**Task objective**
Among the lines below, keep only those from the one containing "Return the outline of every instance of the rear bumper." through the one containing "Return the outline of every instance of the rear door.", and reproduce them exactly.

Dataset entries

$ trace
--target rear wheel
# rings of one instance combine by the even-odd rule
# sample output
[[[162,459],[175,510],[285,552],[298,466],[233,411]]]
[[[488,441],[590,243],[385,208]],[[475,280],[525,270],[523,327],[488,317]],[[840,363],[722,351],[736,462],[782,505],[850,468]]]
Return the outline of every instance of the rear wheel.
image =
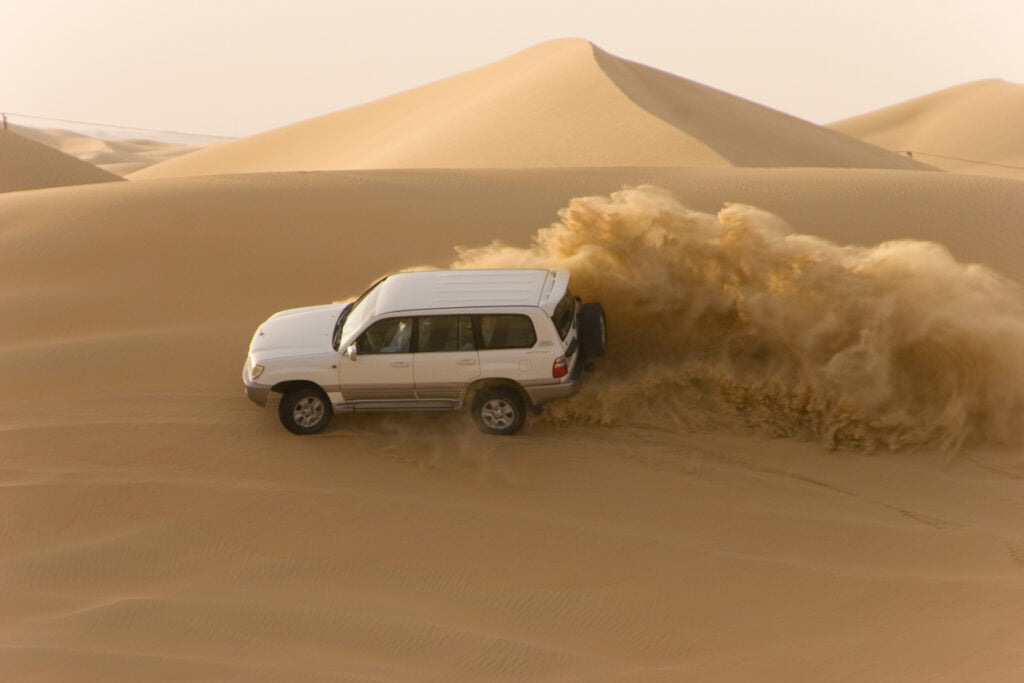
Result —
[[[470,412],[480,431],[509,436],[526,421],[523,399],[509,387],[481,389],[473,396]]]
[[[596,301],[583,304],[580,310],[580,344],[588,358],[603,356],[608,349],[608,328],[604,306]]]
[[[292,434],[316,434],[333,414],[331,402],[317,387],[301,387],[285,393],[278,406],[281,424]]]

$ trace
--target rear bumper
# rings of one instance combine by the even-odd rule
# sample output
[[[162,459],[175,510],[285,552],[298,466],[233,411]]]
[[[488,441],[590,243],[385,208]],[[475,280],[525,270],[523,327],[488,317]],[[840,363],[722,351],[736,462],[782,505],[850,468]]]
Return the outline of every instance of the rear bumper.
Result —
[[[541,384],[539,386],[523,387],[530,397],[533,405],[539,406],[556,398],[567,398],[580,390],[579,380],[570,380],[561,384]]]
[[[572,396],[580,387],[583,385],[583,370],[586,366],[586,360],[582,354],[576,358],[576,364],[573,365],[572,373],[565,378],[565,380],[558,382],[557,384],[535,384],[533,386],[524,386],[526,394],[530,397],[530,401],[533,405],[539,406],[548,401],[553,401],[556,398],[568,398]]]

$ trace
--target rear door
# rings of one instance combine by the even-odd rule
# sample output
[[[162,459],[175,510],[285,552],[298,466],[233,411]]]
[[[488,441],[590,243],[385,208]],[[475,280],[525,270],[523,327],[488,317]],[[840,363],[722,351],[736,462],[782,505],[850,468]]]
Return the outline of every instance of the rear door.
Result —
[[[473,317],[434,315],[416,318],[417,347],[413,376],[418,400],[462,398],[480,376]]]
[[[533,348],[537,332],[529,316],[521,313],[479,315],[476,321],[484,376],[521,381],[550,372],[552,349]]]

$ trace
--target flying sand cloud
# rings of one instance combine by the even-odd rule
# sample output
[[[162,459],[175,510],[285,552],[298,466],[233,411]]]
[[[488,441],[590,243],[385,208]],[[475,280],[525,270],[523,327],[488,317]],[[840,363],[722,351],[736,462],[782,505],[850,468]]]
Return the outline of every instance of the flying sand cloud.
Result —
[[[682,424],[892,450],[1019,443],[1018,285],[930,242],[842,246],[770,213],[645,186],[573,199],[528,249],[460,268],[564,267],[608,312],[609,356],[556,420]]]

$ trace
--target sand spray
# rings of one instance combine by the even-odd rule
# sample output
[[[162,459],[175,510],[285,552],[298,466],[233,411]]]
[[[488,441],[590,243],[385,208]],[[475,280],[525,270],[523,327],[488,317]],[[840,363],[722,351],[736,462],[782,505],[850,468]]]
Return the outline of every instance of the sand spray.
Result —
[[[868,450],[1021,443],[1022,289],[941,245],[843,246],[651,186],[559,216],[528,248],[460,248],[453,264],[568,268],[575,293],[604,304],[608,354],[550,419]]]

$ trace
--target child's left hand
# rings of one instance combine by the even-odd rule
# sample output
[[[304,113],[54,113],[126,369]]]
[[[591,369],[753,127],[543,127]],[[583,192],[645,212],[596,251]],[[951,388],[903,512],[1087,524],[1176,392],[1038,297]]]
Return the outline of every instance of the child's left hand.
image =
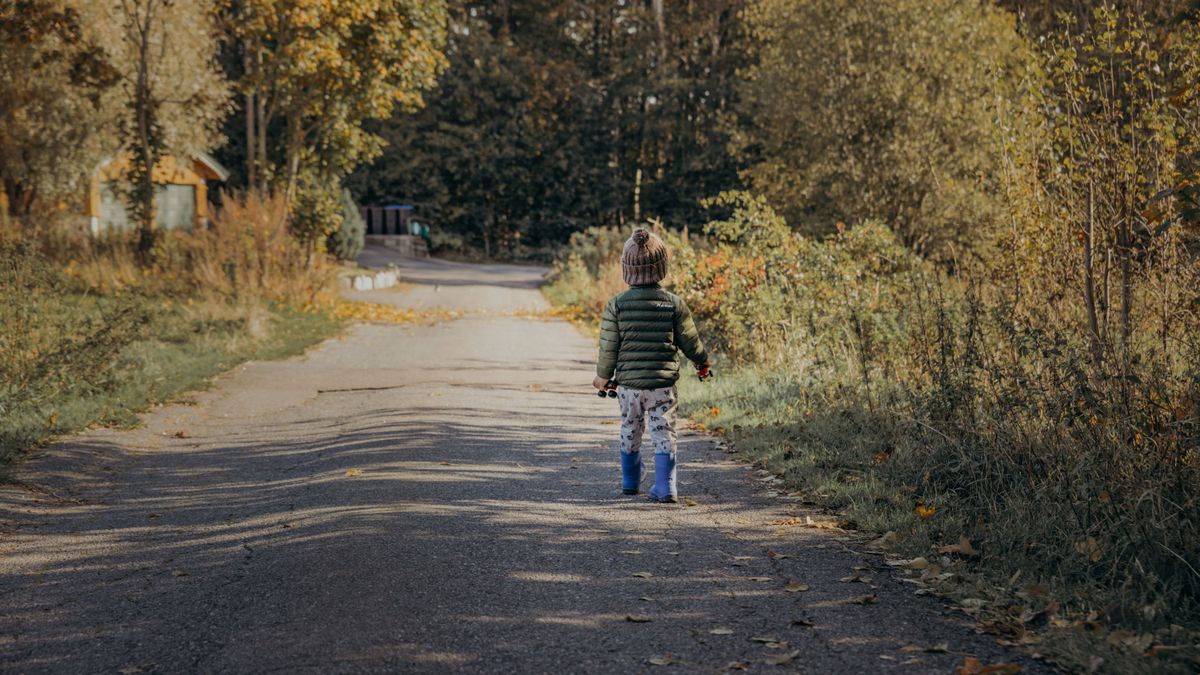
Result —
[[[606,389],[608,387],[608,380],[597,376],[596,379],[592,380],[592,386],[597,389]]]

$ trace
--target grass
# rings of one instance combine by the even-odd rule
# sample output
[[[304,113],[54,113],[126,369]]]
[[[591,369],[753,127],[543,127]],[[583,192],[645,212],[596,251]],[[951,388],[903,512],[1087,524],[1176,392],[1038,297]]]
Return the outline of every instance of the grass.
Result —
[[[70,298],[88,312],[105,298]],[[326,312],[286,306],[234,307],[139,298],[140,337],[126,344],[101,387],[65,386],[36,408],[0,419],[0,468],[56,436],[92,425],[130,427],[138,413],[208,387],[251,360],[287,358],[336,335],[345,322]]]
[[[803,369],[797,369],[803,372]],[[887,553],[927,560],[936,575],[926,580],[936,594],[955,601],[1005,644],[1046,657],[1069,672],[1186,673],[1200,665],[1194,630],[1138,630],[1137,621],[1104,611],[1071,612],[1057,591],[1071,586],[1055,569],[1020,566],[1016,556],[985,548],[980,556],[940,555],[937,547],[970,532],[969,500],[953,490],[931,492],[930,483],[905,466],[902,444],[887,447],[880,426],[887,420],[855,405],[830,406],[820,414],[799,414],[795,403],[808,383],[803,375],[755,368],[721,372],[706,383],[680,381],[680,413],[724,436],[739,457],[783,479],[783,489],[805,503],[836,513],[859,542],[887,533]],[[920,495],[920,499],[918,499]],[[918,507],[932,507],[918,515]],[[1042,513],[1044,519],[1047,514]],[[1019,539],[1035,514],[996,523],[989,538]],[[932,521],[938,521],[932,526]],[[1128,628],[1112,628],[1124,624]]]

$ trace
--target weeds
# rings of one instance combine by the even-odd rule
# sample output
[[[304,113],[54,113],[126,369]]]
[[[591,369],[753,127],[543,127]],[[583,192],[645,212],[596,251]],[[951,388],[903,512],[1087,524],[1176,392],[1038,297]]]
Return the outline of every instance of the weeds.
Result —
[[[227,197],[211,228],[134,242],[49,223],[0,231],[0,464],[206,386],[247,359],[338,330],[331,267],[310,264],[282,200]]]

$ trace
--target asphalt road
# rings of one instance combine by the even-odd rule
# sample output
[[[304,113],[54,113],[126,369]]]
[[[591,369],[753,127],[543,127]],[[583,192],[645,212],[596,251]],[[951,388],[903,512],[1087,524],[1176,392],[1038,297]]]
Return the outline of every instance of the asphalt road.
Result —
[[[545,307],[542,270],[403,272],[356,295],[463,318],[358,326],[19,467],[0,671],[1039,669],[878,556],[779,526],[803,512],[708,437],[682,436],[694,506],[622,496],[591,341],[513,313]]]

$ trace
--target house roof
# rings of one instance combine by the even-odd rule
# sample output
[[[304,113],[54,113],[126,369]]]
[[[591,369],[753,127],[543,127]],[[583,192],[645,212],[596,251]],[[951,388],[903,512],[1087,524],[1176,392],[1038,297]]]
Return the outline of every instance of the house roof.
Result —
[[[204,176],[205,179],[219,180],[219,181],[229,180],[229,169],[226,169],[225,167],[221,166],[221,163],[218,162],[215,157],[208,154],[207,152],[192,153],[192,159],[196,160],[197,164],[199,164],[200,166],[207,169],[208,172],[211,174],[211,175]]]

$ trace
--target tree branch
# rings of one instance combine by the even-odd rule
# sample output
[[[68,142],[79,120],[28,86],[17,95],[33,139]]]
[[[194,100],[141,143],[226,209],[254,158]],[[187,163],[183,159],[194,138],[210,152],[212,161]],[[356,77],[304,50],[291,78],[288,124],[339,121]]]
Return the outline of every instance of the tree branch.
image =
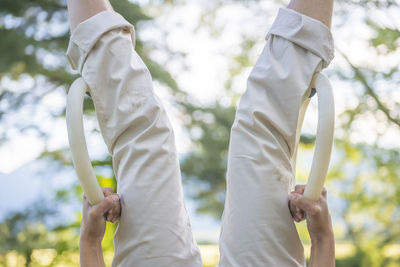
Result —
[[[386,118],[390,122],[393,122],[398,127],[400,127],[400,119],[394,118],[392,115],[390,115],[390,110],[382,103],[382,101],[379,99],[378,95],[375,93],[374,89],[372,88],[372,86],[368,84],[367,79],[365,78],[364,74],[362,74],[362,72],[359,70],[359,68],[357,68],[356,66],[353,65],[353,63],[350,61],[350,59],[345,54],[343,54],[340,51],[339,51],[339,53],[343,56],[343,58],[347,61],[349,66],[352,68],[352,70],[354,71],[355,77],[364,86],[365,93],[374,99],[375,103],[378,106],[378,109],[381,110],[385,114]]]

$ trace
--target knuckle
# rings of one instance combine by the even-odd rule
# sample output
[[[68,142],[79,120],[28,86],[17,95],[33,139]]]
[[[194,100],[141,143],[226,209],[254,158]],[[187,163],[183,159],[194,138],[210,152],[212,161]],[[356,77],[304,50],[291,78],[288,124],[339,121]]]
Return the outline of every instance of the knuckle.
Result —
[[[303,184],[297,184],[294,188],[296,191],[301,191],[305,186]]]
[[[114,193],[111,187],[102,187],[101,188],[105,196],[109,196]]]
[[[313,206],[311,209],[311,215],[318,215],[321,213],[321,208],[319,206]]]
[[[111,197],[105,198],[104,201],[105,201],[107,204],[110,204],[110,205],[114,203],[114,202],[113,202],[113,199],[112,199]]]
[[[311,215],[311,216],[314,216],[315,215],[315,210],[314,209],[310,209],[307,213],[309,215]]]
[[[298,184],[298,185],[295,186],[295,191],[297,193],[303,194],[305,187],[306,186],[304,184]]]

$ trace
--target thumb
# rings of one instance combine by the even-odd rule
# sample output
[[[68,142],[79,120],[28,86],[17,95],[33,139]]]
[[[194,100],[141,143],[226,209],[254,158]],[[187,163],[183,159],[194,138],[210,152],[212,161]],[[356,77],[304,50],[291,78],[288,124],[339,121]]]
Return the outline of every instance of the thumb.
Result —
[[[309,215],[315,215],[320,211],[318,202],[306,199],[300,194],[292,193],[289,199],[294,205],[304,210]]]
[[[103,216],[107,211],[112,209],[117,204],[117,201],[117,196],[107,196],[99,204],[93,206],[92,212],[97,216]]]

**Response to the exercise**
Return the outline of every instance of the rear bumper.
Result —
[[[541,384],[539,386],[523,387],[530,397],[533,405],[539,406],[556,398],[567,398],[580,390],[579,380],[570,380],[561,384]]]
[[[572,396],[580,387],[583,385],[583,370],[586,366],[586,360],[582,354],[576,358],[576,364],[573,365],[572,373],[565,378],[565,380],[558,382],[557,384],[535,384],[533,386],[524,386],[526,394],[530,397],[530,401],[533,405],[539,406],[548,401],[553,401],[556,398],[568,398]]]

$ trace
--target rear door
# rings of one instance combine by the even-odd rule
# sample output
[[[162,459],[175,510],[285,552],[298,466],[233,411]]]
[[[488,441],[590,243],[385,208]],[[475,280],[525,270],[523,327],[488,317]],[[840,363],[722,351],[736,462],[782,505],[850,468]]]
Return the outline of every instance of the rear door.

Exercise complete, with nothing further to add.